_MATERIAL SUPPLIED_.
- - -
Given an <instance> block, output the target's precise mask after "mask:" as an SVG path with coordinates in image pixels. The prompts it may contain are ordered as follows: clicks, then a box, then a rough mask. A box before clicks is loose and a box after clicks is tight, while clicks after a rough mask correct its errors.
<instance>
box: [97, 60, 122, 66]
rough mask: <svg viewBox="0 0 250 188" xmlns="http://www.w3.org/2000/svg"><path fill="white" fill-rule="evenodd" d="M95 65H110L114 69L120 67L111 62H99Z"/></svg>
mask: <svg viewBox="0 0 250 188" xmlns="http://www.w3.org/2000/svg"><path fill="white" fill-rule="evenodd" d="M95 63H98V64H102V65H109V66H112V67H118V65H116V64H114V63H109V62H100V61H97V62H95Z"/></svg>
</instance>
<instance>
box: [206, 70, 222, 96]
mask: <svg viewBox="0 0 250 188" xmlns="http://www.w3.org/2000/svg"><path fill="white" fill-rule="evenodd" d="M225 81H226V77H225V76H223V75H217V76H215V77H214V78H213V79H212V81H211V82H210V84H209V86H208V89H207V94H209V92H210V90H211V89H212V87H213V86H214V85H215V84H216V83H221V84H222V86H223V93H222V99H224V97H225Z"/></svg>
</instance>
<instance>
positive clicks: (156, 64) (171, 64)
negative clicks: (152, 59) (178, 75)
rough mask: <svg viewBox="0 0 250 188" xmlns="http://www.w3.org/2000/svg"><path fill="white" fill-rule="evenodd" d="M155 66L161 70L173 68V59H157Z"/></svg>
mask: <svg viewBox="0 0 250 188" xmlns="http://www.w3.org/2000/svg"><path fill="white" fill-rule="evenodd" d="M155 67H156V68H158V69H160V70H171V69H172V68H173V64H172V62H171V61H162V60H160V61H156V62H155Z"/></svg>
- - -
_EXERCISE BRIEF_. Starting from the top of the records and ending at the line that contains "box: [97, 60, 122, 66]", repeat each line exactly and return only those lines.

_WRITTEN RESPONSE_.
Given an <instance> block, output the target's precise mask after "mask:" as an SVG path with coordinates in image pixels. The prompts it may contain are ordered as follows: clicks, then a box, then a rough mask. A box before clicks is loose and a box after clicks is tight, while clicks after a rough mask correct its errors.
<instance>
box: [97, 60, 122, 66]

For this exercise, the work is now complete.